» PROBLEM DESCRIPTION
Reproduce each entry below exactly as it appears.

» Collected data

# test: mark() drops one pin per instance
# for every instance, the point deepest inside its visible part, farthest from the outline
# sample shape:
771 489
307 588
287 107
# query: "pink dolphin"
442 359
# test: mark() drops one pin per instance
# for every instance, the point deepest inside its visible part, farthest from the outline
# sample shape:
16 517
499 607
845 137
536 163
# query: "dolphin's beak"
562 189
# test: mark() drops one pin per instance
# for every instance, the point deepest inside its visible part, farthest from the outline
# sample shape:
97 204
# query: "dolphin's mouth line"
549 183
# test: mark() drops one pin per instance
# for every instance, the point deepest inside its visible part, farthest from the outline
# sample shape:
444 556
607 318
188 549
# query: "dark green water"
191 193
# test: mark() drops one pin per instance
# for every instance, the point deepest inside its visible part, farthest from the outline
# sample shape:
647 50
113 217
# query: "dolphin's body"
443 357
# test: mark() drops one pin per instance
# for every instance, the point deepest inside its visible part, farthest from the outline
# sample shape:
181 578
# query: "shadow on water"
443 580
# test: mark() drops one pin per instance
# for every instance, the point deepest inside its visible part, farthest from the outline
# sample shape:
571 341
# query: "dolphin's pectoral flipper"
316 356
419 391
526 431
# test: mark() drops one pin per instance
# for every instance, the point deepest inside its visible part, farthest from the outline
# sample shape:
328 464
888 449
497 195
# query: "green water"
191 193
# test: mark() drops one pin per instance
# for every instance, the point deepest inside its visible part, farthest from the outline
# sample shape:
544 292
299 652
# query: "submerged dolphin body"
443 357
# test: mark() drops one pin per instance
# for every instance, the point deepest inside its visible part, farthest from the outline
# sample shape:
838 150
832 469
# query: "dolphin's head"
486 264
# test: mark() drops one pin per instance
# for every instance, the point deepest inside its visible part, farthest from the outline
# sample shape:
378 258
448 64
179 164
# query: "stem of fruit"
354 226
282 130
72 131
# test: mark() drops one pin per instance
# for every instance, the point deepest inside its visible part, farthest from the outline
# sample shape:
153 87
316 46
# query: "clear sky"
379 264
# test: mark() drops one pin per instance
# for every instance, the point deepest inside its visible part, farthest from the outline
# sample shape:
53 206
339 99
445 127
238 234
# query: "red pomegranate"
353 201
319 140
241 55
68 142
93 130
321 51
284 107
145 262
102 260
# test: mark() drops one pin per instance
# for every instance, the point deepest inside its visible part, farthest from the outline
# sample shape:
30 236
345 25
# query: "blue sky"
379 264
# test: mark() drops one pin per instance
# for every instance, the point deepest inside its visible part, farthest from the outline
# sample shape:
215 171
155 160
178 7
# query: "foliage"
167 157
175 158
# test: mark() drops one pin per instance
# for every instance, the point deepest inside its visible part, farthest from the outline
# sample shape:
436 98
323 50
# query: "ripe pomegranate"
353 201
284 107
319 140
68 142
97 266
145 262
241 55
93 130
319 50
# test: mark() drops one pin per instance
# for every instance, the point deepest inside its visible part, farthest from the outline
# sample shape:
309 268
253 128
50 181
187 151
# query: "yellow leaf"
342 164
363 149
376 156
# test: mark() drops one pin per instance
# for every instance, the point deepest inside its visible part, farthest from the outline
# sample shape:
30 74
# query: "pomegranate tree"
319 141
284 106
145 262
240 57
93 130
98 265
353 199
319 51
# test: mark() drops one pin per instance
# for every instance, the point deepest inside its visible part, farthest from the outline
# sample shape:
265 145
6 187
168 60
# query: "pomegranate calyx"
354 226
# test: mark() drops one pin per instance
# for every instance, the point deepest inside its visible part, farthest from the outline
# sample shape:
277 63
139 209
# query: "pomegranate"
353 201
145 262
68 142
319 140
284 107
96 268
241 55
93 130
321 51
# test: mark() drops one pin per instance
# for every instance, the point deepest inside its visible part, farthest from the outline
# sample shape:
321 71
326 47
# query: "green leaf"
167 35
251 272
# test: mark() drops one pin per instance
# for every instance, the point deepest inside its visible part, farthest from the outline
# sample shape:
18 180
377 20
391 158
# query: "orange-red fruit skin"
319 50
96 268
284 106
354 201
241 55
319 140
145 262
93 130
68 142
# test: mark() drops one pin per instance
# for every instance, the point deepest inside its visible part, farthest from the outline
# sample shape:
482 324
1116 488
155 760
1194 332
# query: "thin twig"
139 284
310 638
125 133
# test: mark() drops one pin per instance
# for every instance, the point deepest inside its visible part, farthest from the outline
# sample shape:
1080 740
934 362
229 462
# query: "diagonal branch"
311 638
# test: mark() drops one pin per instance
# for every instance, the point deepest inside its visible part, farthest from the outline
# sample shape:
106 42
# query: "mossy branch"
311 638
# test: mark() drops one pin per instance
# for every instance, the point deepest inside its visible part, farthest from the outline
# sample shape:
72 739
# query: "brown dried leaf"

» ANSWER SPACE
# test: mark() drops one pin per instance
# for every instance, the point deepest inside its visible part, farthest from the outline
# sample shape:
771 489
307 588
287 107
# query: "pink dolphin"
442 359
# test: mark() drops one pin per instance
# for every instance, the point deepest inside its visible part, farthest from the outline
# sample shape:
16 517
499 607
845 137
536 163
# query: "dolphin's beak"
562 189
# test: mark() drops one pin per instance
# for every instance, the point deepest inside its visible part, farthest from the outline
# sample shape:
97 204
# query: "dolphin's mouth line"
549 183
# test: mark() drops one pin per instance
# for every instance, the point deepest inside its visible part, farthest from the outline
# sample shape:
444 556
607 318
188 549
# query: "dark green water"
191 193
# test: mark() drops one pin per instance
# for every instance, the point deepest inside its visible part, farthest from the outline
# sample shape:
647 50
113 217
# query: "dolphin's body"
443 357
# test: mark() drops one pin per instance
# for every instance, the point deepest inside its visible part, farthest from the outline
# sample shape:
181 578
# query: "shadow on water"
443 580
# test: mark() drops one pin per instance
# for every instance, the point deepest inside its visible part, farthest from the outline
# sample shape:
571 341
# query: "dolphin's pectoral flipper"
316 356
419 391
526 431
# test: mark() drops one pin per instance
# for every instance, the point deepest inside its visible part, farthest from the outline
# sample shape:
328 464
888 449
497 195
# query: "green water"
191 193
# test: mark() drops one pin per instance
# for every instance, the point deepest inside its visible part, farthest from the outline
# sample shape:
544 292
299 652
# query: "submerged dolphin body"
443 357
# test: mark() drops one pin per instance
# for every instance, the point deepest inside its visible part, farthest from the outline
# sample shape:
838 150
832 469
# query: "dolphin's head"
486 264
# test: mark() drops one pin per instance
# for every instance, the point deepest inside its visible part, farthest from the outline
# sample shape:
378 258
448 64
179 164
# query: "stem of fruit"
354 226
282 130
72 131
# test: mark() drops one pin per instance
# for every instance, the point deepest inside its visible part, farthest from the outline
# sample shape:
153 87
316 46
# query: "clear sky"
379 264
# test: mark() drops one pin per instance
# for every instance, the point deepest inside its visible part, farthest from the outline
# sample shape:
53 206
339 99
445 127
238 234
# query: "red pomegranate"
353 201
319 140
241 55
68 142
93 130
321 51
284 107
145 262
102 260
# test: mark() drops one pin per instance
# for every instance, the point deepest inside its visible part, farthest from the outline
# sample shape:
30 236
345 25
# query: "blue sky"
379 264
# test: mark() drops one pin per instance
# for every instance, the point deepest inside its visible part, farthest from the outline
# sample shape:
215 171
155 160
178 7
# query: "foliage"
167 157
175 158
# test: mark() drops one pin per instance
# for every instance, the point deepest inside its visible part, farthest from the outline
# sample shape:
436 98
323 50
# query: "ripe pomegranate"
353 201
284 107
319 140
68 142
97 266
145 262
241 55
93 130
319 50
# test: mark() drops one pin per instance
# for every instance, the point deepest inside its visible part, farthest from the outline
# sample shape:
309 268
253 128
50 181
187 151
# query: "yellow leaf"
342 164
363 149
376 156
# test: mark() drops one pin per instance
# for every instance, the point deepest inside its visible part, farthest from the outline
# sample shape:
30 74
# query: "pomegranate tree"
319 141
284 106
145 262
240 57
93 130
98 265
353 199
319 51
# test: mark() drops one pin per instance
# for every instance, the point deepest inside its visible part, farthest from the outline
# sample shape:
265 145
6 187
168 60
# query: "pomegranate calyx"
354 226
# test: mark() drops one pin per instance
# for every instance, the point deepest inside its visible part, farthest from the outline
# sample shape:
277 63
139 209
# query: "pomegranate"
353 201
145 262
68 142
319 140
284 107
96 268
241 55
93 130
321 51
# test: mark() drops one pin per instance
# for every instance, the point deepest inside its visible part, farthest from the outline
# sample shape:
321 71
326 47
# query: "green leaf"
167 35
251 272
# test: mark() drops one pin per instance
# for every instance, the point deepest inside its visible part, farthest from the outline
# sample shape:
18 180
377 20
391 158
# query: "orange-red fruit skin"
319 50
96 268
284 106
354 201
241 55
319 140
145 262
93 130
68 142
# test: mark() drops one pin per instance
# for every instance, the point deepest inside its visible part, farthest from the outline
# sample shape:
482 324
1116 488
155 760
1194 332
# query: "thin twig"
139 284
310 638
125 133
# test: mark() drops one pin per instance
# for every instance, the point deepest inside its visible part, farthest from the outline
# sample shape:
1080 740
934 362
229 462
# query: "diagonal branch"
311 638
# test: mark() drops one pin per instance
# for every instance, the point deepest inside its visible part, farthest from the outline
# sample shape:
106 42
# query: "mossy branch"
311 638
# test: mark() drops one pin per instance
# for every instance, the point deepest inside its visible part, farthest from the outline
# sample shape:
72 739
# query: "brown dried leaf"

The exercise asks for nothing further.